▸ WHAT IS REQUIRED
Reproduce the portion of the records that opens with the line containing "Task: a point for each instance of the small" and closes with the line containing "pixel 659 431", both lines included. Omit any pictures from your copy.

━━━━━ RECORDS SHOWN

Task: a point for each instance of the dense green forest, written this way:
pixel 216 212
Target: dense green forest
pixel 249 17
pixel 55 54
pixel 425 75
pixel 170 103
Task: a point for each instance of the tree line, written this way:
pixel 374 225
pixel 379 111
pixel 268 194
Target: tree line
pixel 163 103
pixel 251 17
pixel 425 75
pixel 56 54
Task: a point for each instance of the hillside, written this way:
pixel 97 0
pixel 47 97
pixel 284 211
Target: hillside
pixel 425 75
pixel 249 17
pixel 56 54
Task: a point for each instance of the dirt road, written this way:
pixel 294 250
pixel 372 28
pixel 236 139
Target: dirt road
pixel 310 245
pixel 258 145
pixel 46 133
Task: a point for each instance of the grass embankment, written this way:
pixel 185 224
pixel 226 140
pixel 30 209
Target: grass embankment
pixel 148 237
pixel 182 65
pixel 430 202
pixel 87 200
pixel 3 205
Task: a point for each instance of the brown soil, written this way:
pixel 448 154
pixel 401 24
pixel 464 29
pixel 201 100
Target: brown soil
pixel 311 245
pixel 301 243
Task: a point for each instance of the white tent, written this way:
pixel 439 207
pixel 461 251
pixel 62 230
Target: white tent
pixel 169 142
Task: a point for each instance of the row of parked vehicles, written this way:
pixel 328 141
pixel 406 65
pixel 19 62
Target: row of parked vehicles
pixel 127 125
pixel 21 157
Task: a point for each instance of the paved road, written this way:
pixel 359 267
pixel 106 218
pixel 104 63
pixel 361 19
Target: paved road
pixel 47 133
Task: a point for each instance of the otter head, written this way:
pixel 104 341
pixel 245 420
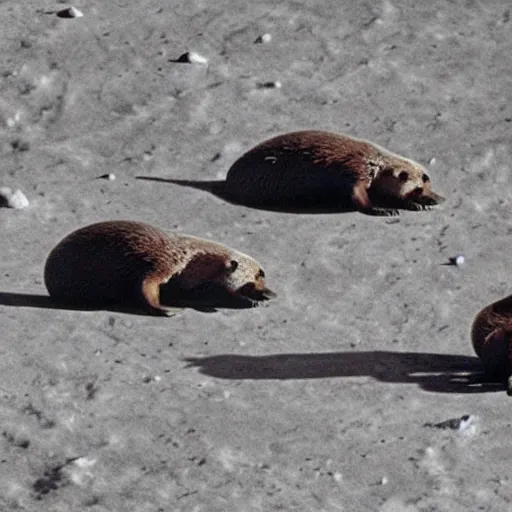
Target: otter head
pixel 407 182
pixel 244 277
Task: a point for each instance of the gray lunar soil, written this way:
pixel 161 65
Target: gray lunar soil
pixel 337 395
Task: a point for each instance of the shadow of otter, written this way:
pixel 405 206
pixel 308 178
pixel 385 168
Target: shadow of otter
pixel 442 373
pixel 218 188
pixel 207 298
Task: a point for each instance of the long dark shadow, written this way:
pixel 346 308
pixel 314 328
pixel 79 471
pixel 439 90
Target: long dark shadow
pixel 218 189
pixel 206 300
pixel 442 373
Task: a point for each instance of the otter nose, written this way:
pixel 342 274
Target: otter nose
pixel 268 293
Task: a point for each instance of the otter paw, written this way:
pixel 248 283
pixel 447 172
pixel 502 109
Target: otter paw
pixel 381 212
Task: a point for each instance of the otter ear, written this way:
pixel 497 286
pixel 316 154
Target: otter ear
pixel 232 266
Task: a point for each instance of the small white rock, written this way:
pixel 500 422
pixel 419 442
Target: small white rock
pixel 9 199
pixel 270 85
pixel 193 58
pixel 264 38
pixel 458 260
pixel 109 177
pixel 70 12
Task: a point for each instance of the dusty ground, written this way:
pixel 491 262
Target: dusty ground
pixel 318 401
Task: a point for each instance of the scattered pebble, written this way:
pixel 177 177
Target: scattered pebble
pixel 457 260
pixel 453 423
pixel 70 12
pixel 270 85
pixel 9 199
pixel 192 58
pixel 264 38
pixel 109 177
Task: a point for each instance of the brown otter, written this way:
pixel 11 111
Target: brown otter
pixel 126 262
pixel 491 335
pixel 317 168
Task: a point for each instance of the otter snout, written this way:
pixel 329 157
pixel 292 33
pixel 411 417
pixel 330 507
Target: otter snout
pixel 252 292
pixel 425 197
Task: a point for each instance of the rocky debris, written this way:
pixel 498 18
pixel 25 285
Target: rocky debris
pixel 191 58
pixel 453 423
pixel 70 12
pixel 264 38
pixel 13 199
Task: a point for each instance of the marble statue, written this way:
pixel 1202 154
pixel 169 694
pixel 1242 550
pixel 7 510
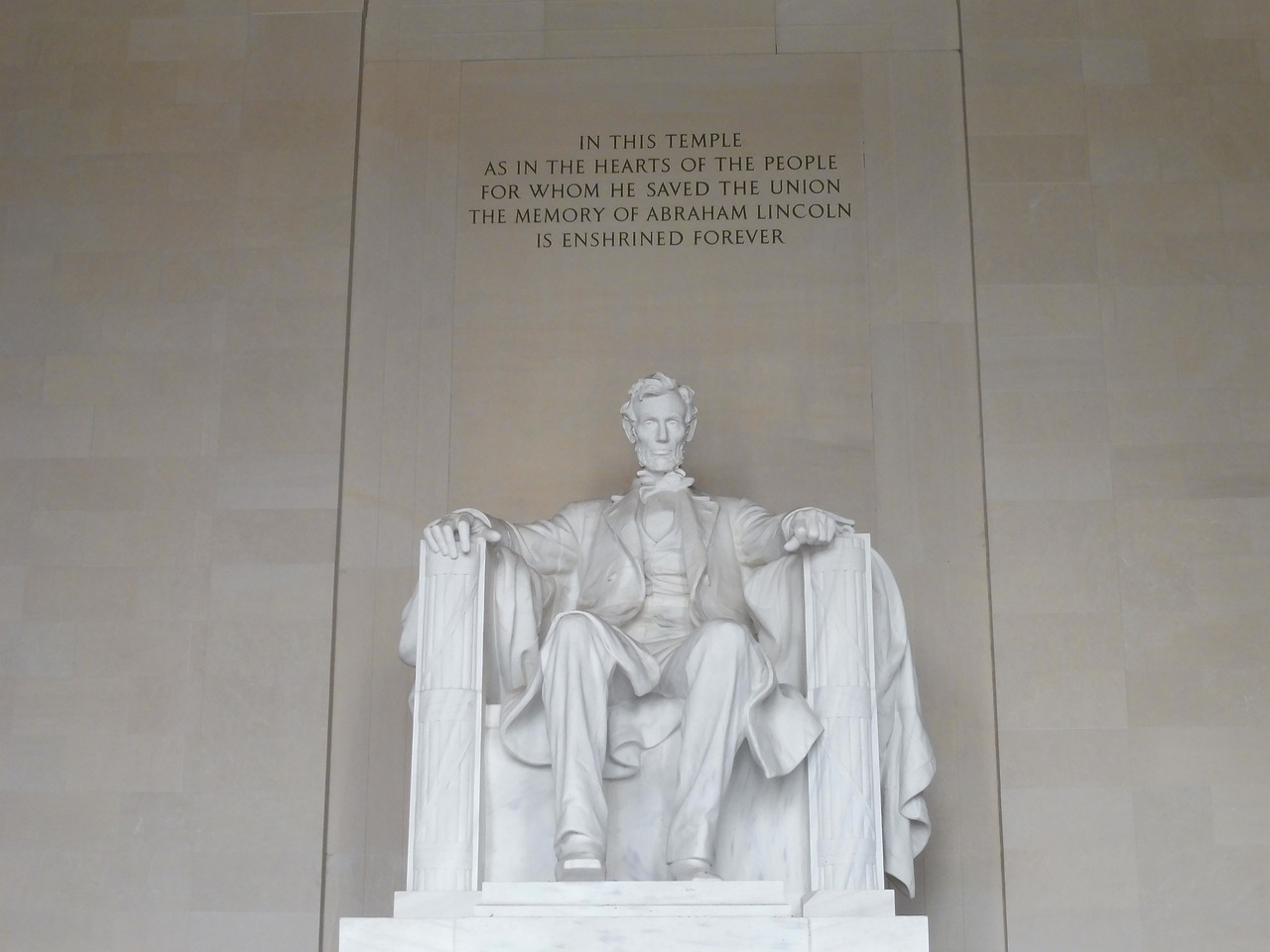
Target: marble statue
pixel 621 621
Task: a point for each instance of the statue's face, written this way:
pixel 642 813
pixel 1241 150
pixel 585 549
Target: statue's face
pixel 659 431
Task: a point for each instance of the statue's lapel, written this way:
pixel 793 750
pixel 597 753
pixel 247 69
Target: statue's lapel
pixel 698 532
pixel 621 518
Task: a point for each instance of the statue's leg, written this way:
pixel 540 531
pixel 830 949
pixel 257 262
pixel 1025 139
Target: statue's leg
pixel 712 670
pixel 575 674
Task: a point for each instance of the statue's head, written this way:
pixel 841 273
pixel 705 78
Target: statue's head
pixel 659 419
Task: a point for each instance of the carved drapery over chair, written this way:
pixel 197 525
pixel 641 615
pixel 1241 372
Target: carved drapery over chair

━━━━━━━━━━

▸ THE REPLY
Task: a point for each instance of the small white rock, written this way:
pixel 500 422
pixel 419 442
Target: small white rock
pixel 9 199
pixel 270 85
pixel 193 58
pixel 264 38
pixel 458 260
pixel 109 177
pixel 70 12
Task: a point for each instance of the dusty ground, written this way:
pixel 491 262
Target: dusty ground
pixel 318 401
Task: a point for each instance of the scattered pebble, written this way:
pixel 177 177
Target: scattered pebble
pixel 457 260
pixel 453 423
pixel 70 12
pixel 270 85
pixel 9 199
pixel 192 58
pixel 264 38
pixel 109 177
Task: a point for each instance of the brown otter, written this way:
pixel 11 111
Target: brown otter
pixel 126 262
pixel 491 335
pixel 317 168
Task: a point for each instance of the otter snout, written this way:
pixel 329 157
pixel 292 33
pixel 411 417
pixel 330 507
Target: otter snout
pixel 252 292
pixel 425 197
Task: a point for each instance of the rocky debris, written this way:
pixel 498 18
pixel 25 285
Target: rocky debris
pixel 191 58
pixel 453 423
pixel 70 12
pixel 264 38
pixel 13 199
Task: a point for each instance of the marble statue, written this way:
pixel 1202 154
pixel 169 694
pixel 1242 550
pixel 7 510
Target: marble statue
pixel 621 621
Task: a point for each instance of the statue's face, written this way:
pixel 642 813
pixel 1241 150
pixel 585 549
Target: statue's face
pixel 659 431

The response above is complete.